## WHAT THIS TASK INVOLVES
Below is some data. Retype exactly the lines starting at the one with "Phrase: coffee table metal base" and ending at the one with "Phrase: gray kitchen cabinet".

## SUPPLIED MATERIAL
====

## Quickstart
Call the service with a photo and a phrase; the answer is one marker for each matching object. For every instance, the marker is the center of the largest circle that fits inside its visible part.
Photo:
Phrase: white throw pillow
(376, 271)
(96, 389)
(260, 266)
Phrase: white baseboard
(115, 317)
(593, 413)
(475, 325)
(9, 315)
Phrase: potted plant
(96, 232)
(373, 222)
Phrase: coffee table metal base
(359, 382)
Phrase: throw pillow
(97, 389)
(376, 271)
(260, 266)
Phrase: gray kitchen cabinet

====

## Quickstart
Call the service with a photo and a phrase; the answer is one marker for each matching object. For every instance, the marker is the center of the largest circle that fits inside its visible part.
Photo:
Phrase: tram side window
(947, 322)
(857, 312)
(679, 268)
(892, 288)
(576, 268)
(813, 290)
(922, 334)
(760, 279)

====

## SOLUTION TO THIS PROBLEM
Phrase: coffee table metal base
(359, 382)
Phrase: throw pillow
(97, 389)
(376, 271)
(260, 266)
Phrase: gray kitchen cabinet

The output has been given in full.